EXERCISE BRIEF:
Write out every record in full, exactly as written, please.

[Items from a dataset]
— begin —
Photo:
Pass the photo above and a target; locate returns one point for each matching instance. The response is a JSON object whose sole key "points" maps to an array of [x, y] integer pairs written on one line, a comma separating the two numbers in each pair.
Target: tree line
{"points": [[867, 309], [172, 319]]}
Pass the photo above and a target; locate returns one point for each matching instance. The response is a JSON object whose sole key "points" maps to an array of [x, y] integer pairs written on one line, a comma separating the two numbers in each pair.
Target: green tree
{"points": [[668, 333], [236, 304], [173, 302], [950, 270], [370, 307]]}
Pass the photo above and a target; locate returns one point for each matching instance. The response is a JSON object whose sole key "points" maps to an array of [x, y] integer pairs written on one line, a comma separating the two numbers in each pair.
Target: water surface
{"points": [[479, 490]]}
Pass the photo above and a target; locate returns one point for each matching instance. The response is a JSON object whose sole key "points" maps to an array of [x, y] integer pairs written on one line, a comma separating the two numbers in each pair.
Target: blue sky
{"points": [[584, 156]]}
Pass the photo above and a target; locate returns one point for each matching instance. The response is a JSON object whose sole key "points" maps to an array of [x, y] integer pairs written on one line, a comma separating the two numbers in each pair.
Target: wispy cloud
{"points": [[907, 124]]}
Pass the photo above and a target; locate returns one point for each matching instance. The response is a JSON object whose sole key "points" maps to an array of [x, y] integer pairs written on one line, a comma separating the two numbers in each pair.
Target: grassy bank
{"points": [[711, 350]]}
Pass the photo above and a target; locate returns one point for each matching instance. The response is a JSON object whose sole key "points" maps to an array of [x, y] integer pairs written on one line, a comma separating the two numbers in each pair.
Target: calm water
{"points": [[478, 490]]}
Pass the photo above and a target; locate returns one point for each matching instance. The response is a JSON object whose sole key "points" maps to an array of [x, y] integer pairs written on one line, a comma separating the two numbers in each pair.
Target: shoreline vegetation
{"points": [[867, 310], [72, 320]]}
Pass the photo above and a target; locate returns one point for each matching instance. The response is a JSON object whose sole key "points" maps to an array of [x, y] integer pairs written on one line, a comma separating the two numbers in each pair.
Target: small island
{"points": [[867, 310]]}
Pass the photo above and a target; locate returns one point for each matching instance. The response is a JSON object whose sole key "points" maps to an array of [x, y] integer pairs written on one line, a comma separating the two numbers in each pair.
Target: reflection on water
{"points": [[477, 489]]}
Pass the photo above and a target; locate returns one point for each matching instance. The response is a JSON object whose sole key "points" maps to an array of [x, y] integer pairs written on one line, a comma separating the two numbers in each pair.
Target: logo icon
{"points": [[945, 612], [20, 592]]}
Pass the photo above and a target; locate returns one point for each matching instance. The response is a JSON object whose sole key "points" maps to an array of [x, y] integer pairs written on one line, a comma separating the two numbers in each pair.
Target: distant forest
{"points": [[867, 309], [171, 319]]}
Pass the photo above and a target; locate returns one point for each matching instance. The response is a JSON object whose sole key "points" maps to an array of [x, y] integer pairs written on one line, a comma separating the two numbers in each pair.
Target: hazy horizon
— end —
WRITTEN SOLUTION:
Photo:
Pass the photo above and a target; locate returns one point for each matching instance. The response is a JSON object whose sole key "points" maps to an array of [x, y] integer pairs written on one line, a comma separating the two numbers in each pair.
Target: tree line
{"points": [[867, 309], [172, 319]]}
Pass the photo above and a target; locate returns one point for each matching instance. The response is a JSON object whose sole key "points" maps to an array of [x, y] integer pairs written on one line, a comma separating the two numbers in each pair.
Target: green tree
{"points": [[668, 333], [236, 304], [173, 302], [950, 270], [370, 307]]}
Pass the photo above and a target; locate returns one point for each matching instance. The response is a JSON object whose sole key "points" maps to an array of [x, y] integer pairs written on one line, a comma separating the two numbers in each pair.
Target: water surface
{"points": [[479, 490]]}
Pass the photo above and a target; locate returns one point for each matching instance. The response is a JSON object whose sole key "points" maps to an array of [x, y] integer pairs written on one line, a comma separating the two numbers in each pair.
Target: blue sky
{"points": [[584, 156]]}
Pass the photo above and a target; locate returns one point for each matching instance. The response is a JSON object whose sole key "points" maps to an array of [x, y] integer pairs written on one line, a comma separating the two numbers in each pair.
Target: wispy cloud
{"points": [[907, 124]]}
Pass the photo above and a target; locate returns one point for each matching instance. The response is a JSON object whose sole key "points" maps to an array of [x, y] integer pairs written on one line, a comma separating the two numbers in each pair.
Target: grassy bank
{"points": [[711, 350]]}
Pass the photo above and a target; locate returns one point for each matching instance. The response is a JSON object whose sole key "points" maps to an array of [x, y] integer pairs written on one line, a comma separating the two numbers in each pair.
Target: calm water
{"points": [[478, 490]]}
Pass the photo above and a target; locate returns one point for each matching instance. The response is a JSON object whose sole key "points" maps to an array of [x, y] integer pairs written on one line, a comma separating the two numbers in each pair.
Target: shoreline vegetation
{"points": [[867, 310], [72, 320]]}
Pass the photo above and a target; locate returns one point for each matching instance. The response is a JSON object whose sole key "points" maps to an array of [x, y] integer pairs written on one line, a comma separating the two numbers in each pair.
Target: small island
{"points": [[867, 310]]}
Pass the photo above and a target; locate returns one point for each matching instance. The response is a JSON object whose sole key "points" maps to an array of [x, y] integer pairs written on one line, a comma separating the two numbers in each pair.
Target: reflection on water
{"points": [[477, 489]]}
Pass the photo above and a target; locate returns one point for each matching instance. The response is a JSON object whose sole key "points" maps to an array of [x, y] integer pairs written on one line, a comma separating the two numbers in each pair.
Target: logo icon
{"points": [[945, 612], [20, 592]]}
Pass the photo above and a target; locate returns one point for each matching instance. The response is a JSON object whose sole key "points" maps to an array of [x, y] integer pairs written on one line, a comma separating the two numbers in each pair.
Target: distant forest
{"points": [[867, 309], [171, 319]]}
Pass the photo above and a target; locate returns one point for each matching instance. The response is a JSON object whose sole key "points" maps to an array of [x, y] integer pairs written on one line, a comma separating the two numbers in each pair.
Target: hazy horizon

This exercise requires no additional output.